* _TASK ITEM 1_: Check each statement against the Kensington passage: (a) Kensington is in northeast Philadelphia. (b) Harm reduction puts users' sobriety ahead of their safety. (c) The writer visited Kensington last year. For each, answer yes or no and quote the words from the passage that decide it.
* _TASK ITEM 2_: Please print the part of the Kensington passage starting with "Her problem is" and going on through "ones causing it.".

::: READING PASSAGE :::

Her problem is not just with the hundreds of drug users camped out in Kensington—her neighborhood in northeast Philly that’s been dubbed ground zero for the city’s opioid crisis. It’s with an ecosystem of activists that call themselves “harm reductionists.”
Those who advocate for harm reduction—a Biden-endorsed policy that prioritizes users’ safety over their sobriety or abstinence—say they’re helping fix the problem. But when I visited Kensington last month, Bingham and almost a dozen other residents told me that the activists are actually the ones causing it.

::: PROVIDED INFORMATION :::

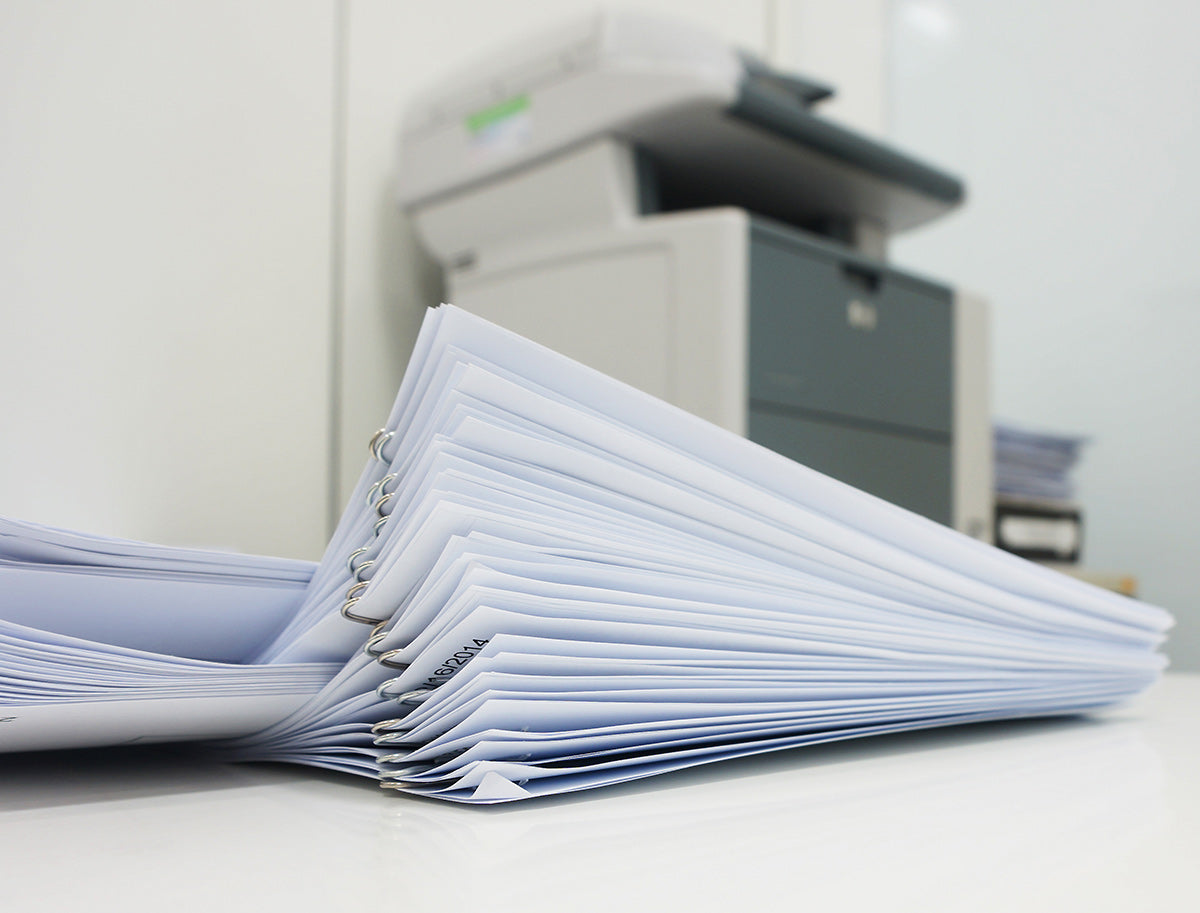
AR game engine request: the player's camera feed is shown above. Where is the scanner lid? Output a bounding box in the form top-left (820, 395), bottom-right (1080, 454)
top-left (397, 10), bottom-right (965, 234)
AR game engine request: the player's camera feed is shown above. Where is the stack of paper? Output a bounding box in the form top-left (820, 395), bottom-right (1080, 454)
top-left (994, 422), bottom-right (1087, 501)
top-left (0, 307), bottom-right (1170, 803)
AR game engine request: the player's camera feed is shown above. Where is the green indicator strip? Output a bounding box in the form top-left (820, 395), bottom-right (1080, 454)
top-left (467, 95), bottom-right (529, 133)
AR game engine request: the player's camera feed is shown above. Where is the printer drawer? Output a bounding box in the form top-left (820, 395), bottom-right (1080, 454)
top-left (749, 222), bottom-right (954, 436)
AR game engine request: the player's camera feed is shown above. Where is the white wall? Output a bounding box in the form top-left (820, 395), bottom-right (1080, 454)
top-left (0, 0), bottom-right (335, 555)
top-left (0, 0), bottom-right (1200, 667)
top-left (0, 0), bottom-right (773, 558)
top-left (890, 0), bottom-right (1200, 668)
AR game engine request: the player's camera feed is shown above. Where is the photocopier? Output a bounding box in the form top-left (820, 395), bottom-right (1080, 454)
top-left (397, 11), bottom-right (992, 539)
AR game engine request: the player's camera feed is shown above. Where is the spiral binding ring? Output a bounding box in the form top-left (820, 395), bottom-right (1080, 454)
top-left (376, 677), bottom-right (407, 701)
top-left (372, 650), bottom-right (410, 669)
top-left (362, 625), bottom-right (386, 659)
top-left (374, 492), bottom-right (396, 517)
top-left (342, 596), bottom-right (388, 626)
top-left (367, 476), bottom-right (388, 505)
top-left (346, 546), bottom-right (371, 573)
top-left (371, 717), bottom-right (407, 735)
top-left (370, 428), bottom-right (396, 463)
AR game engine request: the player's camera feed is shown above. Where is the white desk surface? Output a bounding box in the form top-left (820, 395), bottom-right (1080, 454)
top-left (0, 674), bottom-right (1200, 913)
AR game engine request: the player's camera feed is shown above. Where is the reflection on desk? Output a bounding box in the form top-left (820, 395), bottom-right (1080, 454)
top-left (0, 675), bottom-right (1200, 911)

:::
::: PROVIDED INFORMATION :::

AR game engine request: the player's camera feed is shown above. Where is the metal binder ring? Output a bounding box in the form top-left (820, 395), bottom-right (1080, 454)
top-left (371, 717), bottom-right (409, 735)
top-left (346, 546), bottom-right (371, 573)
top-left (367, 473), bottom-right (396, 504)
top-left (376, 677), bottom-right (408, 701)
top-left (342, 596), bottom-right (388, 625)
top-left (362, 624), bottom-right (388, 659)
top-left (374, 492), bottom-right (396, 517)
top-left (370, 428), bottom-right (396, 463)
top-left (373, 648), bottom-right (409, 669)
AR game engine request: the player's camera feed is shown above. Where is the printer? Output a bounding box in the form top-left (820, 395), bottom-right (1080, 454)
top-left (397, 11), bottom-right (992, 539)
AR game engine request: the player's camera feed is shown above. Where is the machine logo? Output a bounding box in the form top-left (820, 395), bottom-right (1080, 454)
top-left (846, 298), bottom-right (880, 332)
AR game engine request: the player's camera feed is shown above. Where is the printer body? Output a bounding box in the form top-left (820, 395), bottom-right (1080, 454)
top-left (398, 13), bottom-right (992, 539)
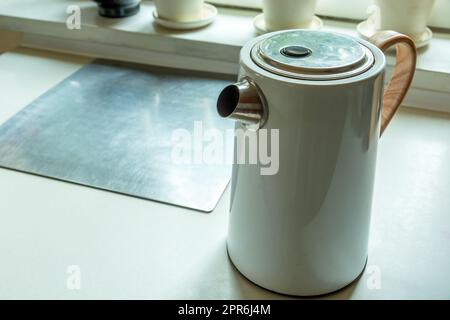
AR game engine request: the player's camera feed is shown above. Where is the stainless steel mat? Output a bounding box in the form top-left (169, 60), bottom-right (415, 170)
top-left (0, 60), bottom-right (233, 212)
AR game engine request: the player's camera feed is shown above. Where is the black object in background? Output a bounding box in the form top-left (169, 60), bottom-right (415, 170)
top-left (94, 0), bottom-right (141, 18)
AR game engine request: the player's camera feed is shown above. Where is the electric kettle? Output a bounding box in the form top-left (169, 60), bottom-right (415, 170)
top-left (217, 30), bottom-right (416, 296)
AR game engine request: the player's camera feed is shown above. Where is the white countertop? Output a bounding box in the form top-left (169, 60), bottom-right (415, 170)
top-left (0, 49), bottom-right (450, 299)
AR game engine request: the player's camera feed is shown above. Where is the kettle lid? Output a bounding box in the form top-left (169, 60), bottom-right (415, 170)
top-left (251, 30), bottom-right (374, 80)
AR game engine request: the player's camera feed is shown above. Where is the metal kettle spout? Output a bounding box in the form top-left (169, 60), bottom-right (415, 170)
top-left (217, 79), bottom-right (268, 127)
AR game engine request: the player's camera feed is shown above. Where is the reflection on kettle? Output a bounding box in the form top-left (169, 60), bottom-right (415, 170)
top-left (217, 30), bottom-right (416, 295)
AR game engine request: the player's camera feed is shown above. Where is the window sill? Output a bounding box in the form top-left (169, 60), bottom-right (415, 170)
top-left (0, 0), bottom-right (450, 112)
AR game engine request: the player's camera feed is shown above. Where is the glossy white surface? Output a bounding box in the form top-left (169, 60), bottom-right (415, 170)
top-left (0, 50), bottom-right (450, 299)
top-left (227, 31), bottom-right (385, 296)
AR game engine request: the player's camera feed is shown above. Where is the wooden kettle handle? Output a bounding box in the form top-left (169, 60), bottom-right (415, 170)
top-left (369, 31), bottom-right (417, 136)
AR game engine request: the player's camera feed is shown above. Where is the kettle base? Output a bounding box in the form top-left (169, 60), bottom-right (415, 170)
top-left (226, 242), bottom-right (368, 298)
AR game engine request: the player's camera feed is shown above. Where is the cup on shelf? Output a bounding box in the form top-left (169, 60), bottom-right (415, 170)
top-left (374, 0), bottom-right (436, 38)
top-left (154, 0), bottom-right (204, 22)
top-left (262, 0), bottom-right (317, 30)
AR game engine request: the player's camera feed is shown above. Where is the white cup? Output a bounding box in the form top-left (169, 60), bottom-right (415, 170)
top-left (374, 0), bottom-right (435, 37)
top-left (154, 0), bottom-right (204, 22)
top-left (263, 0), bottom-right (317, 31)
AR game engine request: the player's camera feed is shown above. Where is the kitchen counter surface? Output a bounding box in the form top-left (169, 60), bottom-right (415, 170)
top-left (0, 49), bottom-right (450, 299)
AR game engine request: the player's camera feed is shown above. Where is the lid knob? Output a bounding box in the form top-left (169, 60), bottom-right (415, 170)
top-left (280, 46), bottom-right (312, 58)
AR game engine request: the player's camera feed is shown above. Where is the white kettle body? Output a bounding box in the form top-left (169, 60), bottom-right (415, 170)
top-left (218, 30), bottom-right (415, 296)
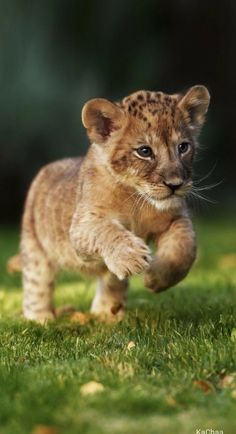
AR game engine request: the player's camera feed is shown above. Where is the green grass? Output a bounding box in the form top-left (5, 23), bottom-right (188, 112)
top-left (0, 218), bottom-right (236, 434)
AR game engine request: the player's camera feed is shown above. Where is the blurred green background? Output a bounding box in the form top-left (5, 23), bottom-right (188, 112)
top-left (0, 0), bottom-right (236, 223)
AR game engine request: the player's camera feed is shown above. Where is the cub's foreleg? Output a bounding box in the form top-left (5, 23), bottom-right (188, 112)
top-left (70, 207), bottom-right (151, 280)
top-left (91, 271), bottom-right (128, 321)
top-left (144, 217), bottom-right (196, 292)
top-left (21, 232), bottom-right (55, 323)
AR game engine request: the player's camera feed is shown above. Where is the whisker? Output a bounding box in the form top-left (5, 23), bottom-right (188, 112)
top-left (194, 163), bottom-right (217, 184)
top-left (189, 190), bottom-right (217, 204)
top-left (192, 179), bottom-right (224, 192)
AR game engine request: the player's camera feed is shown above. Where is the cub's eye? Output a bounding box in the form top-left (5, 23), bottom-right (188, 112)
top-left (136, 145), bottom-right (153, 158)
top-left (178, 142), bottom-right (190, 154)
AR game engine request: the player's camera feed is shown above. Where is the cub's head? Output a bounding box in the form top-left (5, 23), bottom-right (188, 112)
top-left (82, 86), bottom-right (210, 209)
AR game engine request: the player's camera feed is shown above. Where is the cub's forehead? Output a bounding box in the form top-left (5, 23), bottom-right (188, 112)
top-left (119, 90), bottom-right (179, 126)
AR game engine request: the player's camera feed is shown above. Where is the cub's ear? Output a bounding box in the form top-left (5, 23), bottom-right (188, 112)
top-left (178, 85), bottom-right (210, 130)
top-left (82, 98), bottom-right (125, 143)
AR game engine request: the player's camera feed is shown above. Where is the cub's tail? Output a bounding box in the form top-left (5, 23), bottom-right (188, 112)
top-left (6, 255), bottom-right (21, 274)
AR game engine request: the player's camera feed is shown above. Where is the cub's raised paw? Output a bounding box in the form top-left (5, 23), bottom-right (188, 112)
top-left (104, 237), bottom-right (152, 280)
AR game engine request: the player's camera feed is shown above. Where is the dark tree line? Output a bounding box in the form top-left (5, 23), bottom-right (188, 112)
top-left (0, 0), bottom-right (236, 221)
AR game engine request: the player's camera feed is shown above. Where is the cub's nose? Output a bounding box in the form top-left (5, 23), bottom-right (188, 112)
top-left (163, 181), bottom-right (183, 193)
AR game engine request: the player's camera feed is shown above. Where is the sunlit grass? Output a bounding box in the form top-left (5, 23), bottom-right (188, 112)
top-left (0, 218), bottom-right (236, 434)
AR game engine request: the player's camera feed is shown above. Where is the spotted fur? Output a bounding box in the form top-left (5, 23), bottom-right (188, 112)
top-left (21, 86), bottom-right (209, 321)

:::

* _ANSWER AREA 1_:
(a) Yes: "her neighborhood in northeast Philly"
(b) No: "prioritizes users’ safety over their sobriety or abstinence"
(c) No: "when I visited Kensington last month"

* _ANSWER AREA 2_:
Her problem is not just with the hundreds of drug users camped out in Kensington—her neighborhood in northeast Philly that’s been dubbed ground zero for the city’s opioid crisis. It’s with an ecosystem of activists that call themselves “harm reductionists.”
Those who advocate for harm reduction—a Biden-endorsed policy that prioritizes users’ safety over their sobriety or abstinence—say they’re helping fix the problem. But when I visited Kensington last month, Bingham and almost a dozen other residents told me that the activists are actually the ones causing it.